Pourquoi les enfants du millénaire rejetteront Donald Trump

Mercredi 8 Février 2017

Aux États-Unis, le principal clivage politique n’oppose pas les partis ou les États ; il oppose les générations. Les jeunes du nouveau millénaire (à savoir les 18-35 ans) ont voté massivement contre Donald Trump, et constitueront l’essentiel de la résistance opposée aux politiques du nouveau président. Bien que les Américains plus âgés se montrent plus divisés, l’assise électorale de Trump se situe chez les plus de 45 ans. Au fur et à mesure des problématiques soulevées, les jeunes électeurs rejetteront Trump, et le considéreront comme un acteur politique du passé plutôt que de l’avenir.


Bien entendu, les chiffres ici évoqués ne sont que des moyennes, et pas des valeurs absolues. Ils confirment néanmoins l’existence d’un fossé générationnel. D’après les sondages réalisés à la sortie des bureaux de vote, Trump a obtenu 53 % des votes chez les 45 ans et plus, 42 % chez les 30-44 ans, et seulement 37 % chez les 18-29 ans. Dans un sondage de 2014, 31 % des jeunes du millénaire s’identifiait comme libéraux, contre 21 % chez les baby boomers (âgés de 50 à 68 ans lors de cette étude), et seulement 18 % parmi la génération silencieuse (les 69 ans et plus).

**JEU DE DONNÉES**
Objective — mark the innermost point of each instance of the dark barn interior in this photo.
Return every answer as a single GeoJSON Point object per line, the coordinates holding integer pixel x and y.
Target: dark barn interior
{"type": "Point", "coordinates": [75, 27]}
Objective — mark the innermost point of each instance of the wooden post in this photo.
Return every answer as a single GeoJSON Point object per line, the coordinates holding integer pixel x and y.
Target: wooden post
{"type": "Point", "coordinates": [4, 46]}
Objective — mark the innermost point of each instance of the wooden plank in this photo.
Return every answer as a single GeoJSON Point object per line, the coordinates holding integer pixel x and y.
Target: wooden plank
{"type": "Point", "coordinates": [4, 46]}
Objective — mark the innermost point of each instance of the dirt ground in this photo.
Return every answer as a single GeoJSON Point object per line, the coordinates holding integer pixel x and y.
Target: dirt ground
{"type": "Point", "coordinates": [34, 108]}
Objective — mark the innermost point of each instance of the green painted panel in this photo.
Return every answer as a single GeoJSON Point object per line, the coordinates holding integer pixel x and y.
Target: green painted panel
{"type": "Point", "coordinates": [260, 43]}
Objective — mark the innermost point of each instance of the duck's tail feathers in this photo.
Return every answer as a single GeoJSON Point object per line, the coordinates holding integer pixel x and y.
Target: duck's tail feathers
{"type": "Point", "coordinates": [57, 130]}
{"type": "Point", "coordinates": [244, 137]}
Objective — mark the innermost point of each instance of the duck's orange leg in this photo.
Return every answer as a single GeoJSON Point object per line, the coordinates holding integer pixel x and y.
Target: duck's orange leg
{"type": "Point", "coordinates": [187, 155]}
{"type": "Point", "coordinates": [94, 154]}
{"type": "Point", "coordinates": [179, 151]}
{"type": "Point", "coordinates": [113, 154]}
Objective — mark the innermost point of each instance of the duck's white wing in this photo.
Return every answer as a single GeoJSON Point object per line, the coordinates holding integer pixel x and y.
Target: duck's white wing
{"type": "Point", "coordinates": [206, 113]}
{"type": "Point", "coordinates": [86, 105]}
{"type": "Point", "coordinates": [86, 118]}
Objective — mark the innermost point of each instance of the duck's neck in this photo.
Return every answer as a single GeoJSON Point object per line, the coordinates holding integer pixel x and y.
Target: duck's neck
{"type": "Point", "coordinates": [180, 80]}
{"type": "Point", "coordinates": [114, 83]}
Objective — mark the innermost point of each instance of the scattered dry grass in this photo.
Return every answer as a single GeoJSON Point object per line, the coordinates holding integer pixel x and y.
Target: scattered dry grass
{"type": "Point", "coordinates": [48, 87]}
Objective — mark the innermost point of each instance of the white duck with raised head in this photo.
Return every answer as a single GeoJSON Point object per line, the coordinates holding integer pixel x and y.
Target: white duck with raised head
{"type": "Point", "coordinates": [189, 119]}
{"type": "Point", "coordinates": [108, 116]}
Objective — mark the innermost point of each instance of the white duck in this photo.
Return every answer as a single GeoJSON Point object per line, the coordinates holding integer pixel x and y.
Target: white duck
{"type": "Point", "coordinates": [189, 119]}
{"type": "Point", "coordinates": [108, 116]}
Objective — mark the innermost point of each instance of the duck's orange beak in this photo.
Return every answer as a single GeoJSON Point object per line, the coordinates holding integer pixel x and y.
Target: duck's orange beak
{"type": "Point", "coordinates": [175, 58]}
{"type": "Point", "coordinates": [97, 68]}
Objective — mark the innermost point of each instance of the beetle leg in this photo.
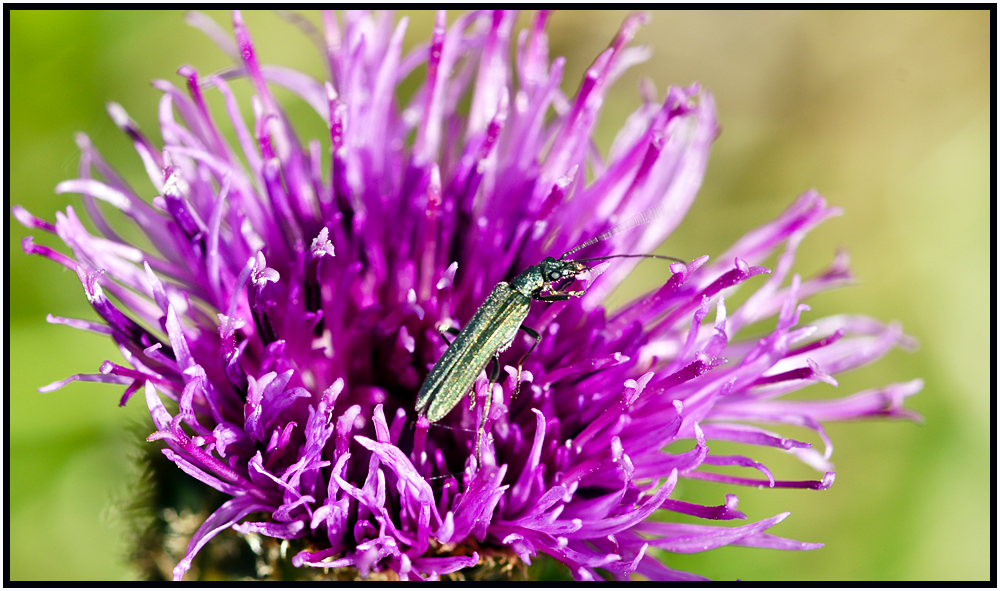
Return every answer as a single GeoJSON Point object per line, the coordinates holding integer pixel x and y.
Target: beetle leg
{"type": "Point", "coordinates": [449, 329]}
{"type": "Point", "coordinates": [520, 364]}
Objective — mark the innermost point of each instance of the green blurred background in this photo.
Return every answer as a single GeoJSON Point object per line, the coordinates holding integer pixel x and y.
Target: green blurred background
{"type": "Point", "coordinates": [885, 113]}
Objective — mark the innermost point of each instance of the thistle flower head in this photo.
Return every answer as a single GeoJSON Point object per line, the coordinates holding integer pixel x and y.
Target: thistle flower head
{"type": "Point", "coordinates": [285, 311]}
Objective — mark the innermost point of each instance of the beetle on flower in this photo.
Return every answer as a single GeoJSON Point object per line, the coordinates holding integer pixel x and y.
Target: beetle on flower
{"type": "Point", "coordinates": [284, 318]}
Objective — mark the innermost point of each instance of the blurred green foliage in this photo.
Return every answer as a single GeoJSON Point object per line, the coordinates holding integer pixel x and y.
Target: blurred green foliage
{"type": "Point", "coordinates": [888, 114]}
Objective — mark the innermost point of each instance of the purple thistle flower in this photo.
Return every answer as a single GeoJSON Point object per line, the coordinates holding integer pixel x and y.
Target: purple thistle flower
{"type": "Point", "coordinates": [283, 315]}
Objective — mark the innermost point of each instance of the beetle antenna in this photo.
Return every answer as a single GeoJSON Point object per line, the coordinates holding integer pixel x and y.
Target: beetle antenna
{"type": "Point", "coordinates": [643, 218]}
{"type": "Point", "coordinates": [631, 256]}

**OBJECTIFS**
(1) Modifiez le texte sur Trump et les jeunes du millénaire en le reproduisant depuis « Aux États-Unis, le » jusqu'à « que de l’avenir. » inclus, avec « générations » remplacé par « tranches d'âge ».
(2) D'après le texte sur Trump et les jeunes du millénaire, quelle part des votes des 18-29 ans Trump a-t-il obtenue selon les sondages de sortie des urnes ?
(3) Rédigez la suite du texte sur Trump et les jeunes du millénaire à partir de sa dernière phrase.

**CORRIGÉ DE L'EXERCICE**
(1)
Aux États-Unis, le principal clivage politique n’oppose pas les partis ou les États ; il oppose les tranches d'âge. Les jeunes du nouveau millénaire (à savoir les 18-35 ans) ont voté massivement contre Donald Trump, et constitueront l’essentiel de la résistance opposée aux politiques du nouveau président. Bien que les Américains plus âgés se montrent plus divisés, l’assise électorale de Trump se situe chez les plus de 45 ans. Au fur et à mesure des problématiques soulevées, les jeunes électeurs rejetteront Trump, et le considéreront comme un acteur politique du passé plutôt que de l’avenir.

(2) 37 %.

(3)
Et il ne faut pas s’attendre à ce que les jeunes libéraux d’aujourd’hui deviennent tout simplement les vieux conservateurs de demain. La génération du millénaire est de manière générale beaucoup plus libérale que ne l’étaient les baby boomers et la génération silencieuse dans leur jeunesse. Elle se montre également nettement moins partisane, et entend soutenir ceux des acteurs politiques qui défendent ses valeurs et répondent à ses besoins, y compris les aspirants moins solidement établis.
Au moins trois différences majeures opposent les jeunes et les plus anciens dans le domaine de la politique. Premièrement, les jeunes se montre socialement plus libéraux que les générations antérieures. Aux yeux de cette jeunesse, la pluralité ethnique, religieuse et sexuelle croissante qui caractérise l’Amérique ne constitue pas un problème. Loin d’y voir un changement dramatique par rapport au passé, ces jeunes ont toujours connu une société multiculturelle faite de blancs, d’Afro-américains, de Latinos, d’Asiatiques, d’immigrants et de nouveaux arrivants nés dans le pays. Ils acceptent une diversité des orientations sexuelles et des genres – gays, lesbiennes, transsexuels, bisexuels, intersexués, pansexués, et autres – qui était essentiellement taboue, ou inconnue, pour la génération de leurs grands-parents (à laquelle appartient Trump).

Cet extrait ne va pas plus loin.